Exercice 1 » D'après le texte sur les prénoms, de quel prénom faut-il rapprocher Efémie ?
Exercice 2 » Écrivez la suite du texte sur les prénoms, en reprenant après sa dernière phrase.

Texte fourni »
┄┄┄┄┄┄┄┄┄┄
On peut aussi s’attarder sur le prénom surprenant de Satyr, donné à un Ebran en 1812 ; il s’inscrit en réalité dans une tradition familiale, puisque le père, né en 1786 à Bénouville et le grand-père, né en 1763 à Bordeaux, portaient déjà ce prénom en 2e rang ; il y aura encore une 4e génération avec Louis Satyre Ebran, né à Étretat en 1838. Il s’agit bien d’un prénom chrétien puisque, d’après le site https://nominis.cef.fr, il y aurait eu un saint martyr de ce nom au IIIe s.

La nouveauté de ces prénoms entraîne une grande incertitude dans leur transcription, qu’il faut parfois interpréter : ainsi Léo Cadie doit probablement être compris comme Léocadie ; Anathasie est probablement une variante d’Anast(h)asie ; Clarisse est parfois orthographie Claris, Clarice, Clariste ; Artance et Ortance sont probablement des déformations d’Hortense ; Efémie est à rapprocher d’Euphémie ; Floride, Floritte et Floriste sont peut-être des équivalents de Florine. Elisabelle est énigmatique, tout comme Alphèze, Polias, Hémery et Alphin. Quant à Prétestard, c’est probablement une déformation de Prétextat.
┄┄┄┄┄┄┄┄┄┄
Données brutes »
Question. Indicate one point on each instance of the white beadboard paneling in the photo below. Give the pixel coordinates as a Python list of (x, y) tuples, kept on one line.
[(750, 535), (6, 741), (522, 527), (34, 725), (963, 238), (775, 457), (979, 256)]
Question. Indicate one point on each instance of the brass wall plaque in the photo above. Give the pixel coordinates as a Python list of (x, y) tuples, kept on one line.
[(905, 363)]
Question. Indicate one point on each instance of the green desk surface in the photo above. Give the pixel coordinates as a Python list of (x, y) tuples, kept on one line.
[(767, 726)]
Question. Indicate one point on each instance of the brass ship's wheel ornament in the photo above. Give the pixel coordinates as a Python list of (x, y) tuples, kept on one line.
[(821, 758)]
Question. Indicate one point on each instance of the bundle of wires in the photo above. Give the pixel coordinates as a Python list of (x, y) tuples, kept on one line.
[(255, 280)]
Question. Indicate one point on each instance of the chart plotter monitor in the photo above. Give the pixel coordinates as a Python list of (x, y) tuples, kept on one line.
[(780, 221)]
┄┄┄┄┄┄┄┄┄┄
Réponse attendue 1 » D'Euphémie.

Réponse attendue 2 »
Les prénoms à connotation morale ou affective, comme Désirée, Félicité, Amante, Aimée, Généreuse, Généreux, Aimable, connaissent une certaine popularité, ce qui pourrait traduire une tendance à la laïcisation de la société ; cependant les prénoms à connotation révolutionnaire (tels Fraternité ou Juste) ou napoléonienne (Napoléon, Joséphine) sont rarissimes.

Les nouveaux prénoms ne se substituent pas aux vieux prénoms traditionnels, qui gardent la cote ; ils s’ajoutent plutôt en 2e voire 3e rang.

Evolution du nombre de prénoms donnés aux garçons à Étretat durant la première moitié du XIXe s.
Evolution du nombre de prénoms donnés aux filles à Étretat durant la première moitié du XIXe s.

Les prénoms uniques ne concernent plus que 1,4 % des garçons et 0,7 % des filles ; 92 % des garçons comme des filles reçoivent deux prénoms. Les prénoms triples sont encore marginaux (6,6 % des garçons, 7,2 % des filles) en ce début de XIXe s. Une fois encore, l’ordre des prénoms tel que donné à la naissance n’est pas immuable, comme le montre la confrontation des actes de naissances avec les actes de mariage, les actes de décès et les recensements.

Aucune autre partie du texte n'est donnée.